== Prompt 1 ==
In the deer-hunting forum thread below, why does the hunter report the buck's weight as "250 plus" rather than an exact figure?

# Best Ever.... 149



## Gregg Seaford (Feb 23, 2009)

I have the before and after pictures.....


----------



## Finger_Mullet (Aug 19, 2005)

Something tells me that it was not killed in China Grove.... Maybe teh snow on the ground and the 15 degree temperature???
Where did you kill it?

Nice buck!!

Darin


----------



## Gregg Seaford (Feb 23, 2009)

LOL!!!! Canada last year,just getting around to making a post,trip of a life time.... Thanks........


----------



## dudeondacouch (Apr 6, 2010)

China Grove could easily be 15* in October.

(Since it says 15* Celcius)


----------



## Finger_Mullet (Aug 19, 2005)

Missed the C


----------



## Gregg Seaford (Feb 23, 2009)

It was about -15 F when we were there hunting and thats cold for a southern boy,the before pic was about a month before I killed the deer....


----------



## Finger_Mullet (Aug 19, 2005)

I could not even imagine -15F. I don't have enough clothes to wear.

Darin


----------



## chriscustom (Jun 17, 2006)

Nice Buck! What did that beast weigh?


----------



## Tater639 (Apr 6, 2011)

Dont dis China Grove, my buddy pulled a nice 10 pt out of there 2 years ago!


----------



## Finger_Mullet (Aug 19, 2005)

I am not dissing China Grove at all. I have killed a 144 gross scoring deer in Asheboro, NC. I was just saying that deer was not killed in China Grove because of the body size and the weather in the picture. 

Darin


----------



## Gregg Seaford (Feb 23, 2009)

Deer weight was 250 plus... scale only went to 250.....


----------



## Gregg Seaford (Feb 23, 2009)

== Prompt 2 ==
Pick out every line of the records that contains the word "outline".

== Data provided ==
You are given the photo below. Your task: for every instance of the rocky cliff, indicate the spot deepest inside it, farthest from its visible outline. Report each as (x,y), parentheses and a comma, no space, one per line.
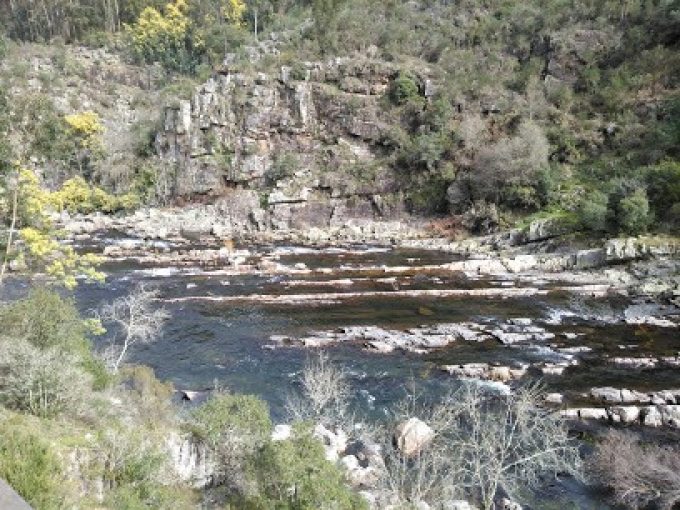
(302,144)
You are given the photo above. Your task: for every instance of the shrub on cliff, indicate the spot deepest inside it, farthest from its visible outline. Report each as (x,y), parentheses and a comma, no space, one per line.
(632,215)
(592,211)
(30,466)
(640,475)
(663,188)
(404,89)
(294,474)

== Correct result 1 ==
The scale only went up to 250, so the buck's weight could only be recorded as more than 250.

== Correct result 2 ==
You are given the photo below. Your task: for every instance of the rocky cliff, indicate the spot deepest inside it, farthest from its visible outline. Report each as (x,y), parentheses and a comma, no space, one per line.
You are given the photo above. Your task: for every instance of the shrub on cliff, indicate the spot deepest inside it, farthest from its visible outline. Report each as (x,y), parentheses and a comma, no space, one per line.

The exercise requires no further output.